Excerpted text:

+++++

"The Sixteen-Millimeter Shrine", starring Ida Lupino, is episode four of the American television series The Twilight Zone. It originally aired on October 23, 1959, on CBS. The title is a reference to 16 mm film.

Opening narration

Plot
Aging film star Barbara Jean Trenton secludes herself in her private screening room, where she reminisces about her past by watching her old films from the 1930s. In an attempt to bring her out into the real world, her agent Danny Weiss arranges a part for her in a new movie.  Barbara and the man who runs the studio, Marty Sall, however, have historically had a contentious relationship; he is rather petty, small, and callous. He offers her the role of a mother, which she refuses, to which Marty then insults her, telling her she's living in the past and that any role she would receive would be charity. Barbara leaves in anger. When Barbara returns home, she and Danny get into an argument when she decides to throw a party for her show-business friends. Danny points out that all of those friends have either moved away or have died, and that she keeps wishing for things that are dead.

After the argument, Barbara has, according to her maid, chosen to stay in the screening room day and night. Danny decides to bring a former leading man—now also older, Jerry Herndon, many years retired from acting and managing a chain of grocery stores—to visit her. She is horrified by her friend's aged appearance and orders them both to leave. After the ill-fated visit, Barbara goes back into the projector room and puts on a movie that features Jerry's younger self. She will not accept that the present-day Jerry is the real one and voices her wish repeatedly to join the one on the screen; the screen blurs accordingly.

+++++

Instruction A:
Answer the following from the episode summary:
(i) On what date and network did the episode originally air?
(ii) What role does Marty Sall offer Barbara?
(iii) What business does Jerry Herndon manage in retirement?
Instruction B: Write the next part of the episode summary, continuing directly after its final sentence.

[Point annotation dataset records]
+++++

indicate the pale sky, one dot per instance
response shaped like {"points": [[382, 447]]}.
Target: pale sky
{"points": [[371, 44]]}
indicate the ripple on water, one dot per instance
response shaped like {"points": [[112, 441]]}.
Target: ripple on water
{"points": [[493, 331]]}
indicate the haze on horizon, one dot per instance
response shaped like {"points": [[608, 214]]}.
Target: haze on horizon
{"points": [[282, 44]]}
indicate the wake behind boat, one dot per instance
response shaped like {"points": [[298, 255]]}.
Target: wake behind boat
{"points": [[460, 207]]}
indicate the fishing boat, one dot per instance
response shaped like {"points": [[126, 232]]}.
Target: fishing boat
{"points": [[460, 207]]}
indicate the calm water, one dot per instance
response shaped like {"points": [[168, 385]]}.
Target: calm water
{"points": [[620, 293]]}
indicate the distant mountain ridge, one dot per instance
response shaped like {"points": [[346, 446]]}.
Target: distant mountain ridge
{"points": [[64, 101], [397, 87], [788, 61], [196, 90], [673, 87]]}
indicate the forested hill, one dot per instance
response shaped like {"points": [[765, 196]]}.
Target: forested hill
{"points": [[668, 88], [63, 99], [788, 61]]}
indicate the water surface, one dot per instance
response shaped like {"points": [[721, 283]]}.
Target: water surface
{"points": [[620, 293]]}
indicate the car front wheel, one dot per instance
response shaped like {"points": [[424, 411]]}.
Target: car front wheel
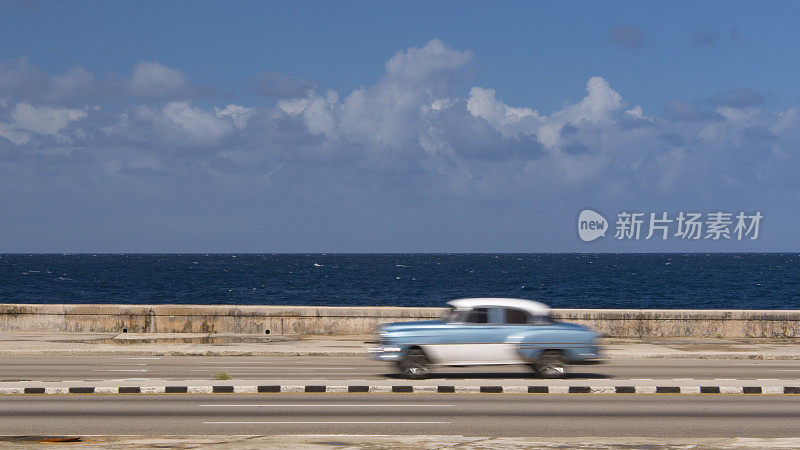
{"points": [[551, 365], [414, 365]]}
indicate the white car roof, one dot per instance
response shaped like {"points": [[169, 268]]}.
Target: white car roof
{"points": [[532, 307]]}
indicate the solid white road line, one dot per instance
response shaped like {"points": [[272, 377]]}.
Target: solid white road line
{"points": [[323, 422], [328, 405]]}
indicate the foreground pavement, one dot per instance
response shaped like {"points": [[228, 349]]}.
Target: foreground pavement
{"points": [[339, 369], [345, 441], [187, 344], [550, 416]]}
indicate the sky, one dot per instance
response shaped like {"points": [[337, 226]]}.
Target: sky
{"points": [[449, 126]]}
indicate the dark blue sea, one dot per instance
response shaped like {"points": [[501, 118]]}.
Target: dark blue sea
{"points": [[695, 281]]}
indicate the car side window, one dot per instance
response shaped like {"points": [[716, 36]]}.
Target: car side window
{"points": [[478, 315], [516, 316]]}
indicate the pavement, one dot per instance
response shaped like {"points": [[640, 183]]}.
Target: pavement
{"points": [[388, 442], [322, 392], [197, 344], [326, 416]]}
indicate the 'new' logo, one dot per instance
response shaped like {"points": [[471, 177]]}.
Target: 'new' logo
{"points": [[591, 225]]}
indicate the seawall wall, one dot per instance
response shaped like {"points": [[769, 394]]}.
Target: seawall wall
{"points": [[345, 320]]}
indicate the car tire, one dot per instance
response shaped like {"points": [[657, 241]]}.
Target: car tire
{"points": [[414, 365], [551, 365]]}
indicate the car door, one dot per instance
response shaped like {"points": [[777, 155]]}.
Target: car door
{"points": [[479, 339]]}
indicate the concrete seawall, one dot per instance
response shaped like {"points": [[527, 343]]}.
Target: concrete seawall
{"points": [[329, 320]]}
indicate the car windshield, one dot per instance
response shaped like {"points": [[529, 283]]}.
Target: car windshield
{"points": [[455, 315]]}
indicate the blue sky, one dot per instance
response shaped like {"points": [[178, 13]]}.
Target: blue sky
{"points": [[391, 126]]}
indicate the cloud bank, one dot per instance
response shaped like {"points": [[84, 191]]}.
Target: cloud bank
{"points": [[422, 140]]}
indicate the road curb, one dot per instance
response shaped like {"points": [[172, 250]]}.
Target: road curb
{"points": [[403, 389]]}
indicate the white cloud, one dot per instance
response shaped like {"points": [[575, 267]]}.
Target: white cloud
{"points": [[507, 120], [28, 120], [155, 81], [238, 114], [195, 122]]}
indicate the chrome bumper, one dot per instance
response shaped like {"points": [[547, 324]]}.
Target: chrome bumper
{"points": [[388, 353]]}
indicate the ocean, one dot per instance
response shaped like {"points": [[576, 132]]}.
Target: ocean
{"points": [[692, 281]]}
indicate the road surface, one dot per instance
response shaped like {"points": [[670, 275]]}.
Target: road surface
{"points": [[406, 414], [89, 368]]}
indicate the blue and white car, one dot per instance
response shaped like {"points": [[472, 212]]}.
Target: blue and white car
{"points": [[488, 331]]}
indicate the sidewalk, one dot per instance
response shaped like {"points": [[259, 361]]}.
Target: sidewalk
{"points": [[180, 344]]}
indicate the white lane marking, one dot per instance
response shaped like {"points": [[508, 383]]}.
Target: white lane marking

+++++

Response A:
(i) October 23, 1959, on CBS.
(ii) The role of a mother.
(iii) A chain of grocery stores.

Response B:
Barbara's maid comes with a snack and coffee, only to find the room empty—and is horrified by what she sees on the screen. She calls Danny and, when he comes over, tells him that—to her mind—Barbara has vanished from the house. He runs the projector and sees, in the movie, the front hall of the house filled with movie stars, looking as they did in the old films. Barbara descends the stairs, welcomes them to the party and says that dinner will be by the pool. As she starts off with Jerry, Danny tries to call her back to 1959 and reality. In response, she blows a kiss, throws her scarf toward the camera, and departs. The film ends. In the actual front hall, Danny finds Barbara's scarf. "To wishes, Barbie", he says wistfully. "To the ones that come true."

Closing narration

Preview for next week's story

Episode notes
This episode contains several similarities to Billy Wilder's 1950 film Sunset Boulevard starring Gloria Swanson and shares the same composer and conductor of music, Franz Waxman. Mitchell Leisen directed Billy Wilder scripts at Paramount in the 1930s. It also evokes 1952's The Star with Bette Davis which was directed by Stuart Heisler and released by Twentieth Century Fox.

Ida Lupino later directed the season five episode "The Masks". She was both the only person to have acted in one episode and directed another, and the only woman to direct a Twilight Zone episode.

Martin Balsam returned to star in the season four episode "The New Exhibit". Between his two episodes of Twilight Zone, Balsam appeared in three iconic films of the era: Psycho, Breakfast at Tiffany's and Cape Fear.

References

Further reading
 DeVoe, Bill. (2008). Trivia from The Twilight Zone. Albany, GA: Bear Manor Media.
 Grams, Martin. (2008). The Twilight Zone: Unlocking the Door to a Television Classic. Churchville, MD: OTR Publishing.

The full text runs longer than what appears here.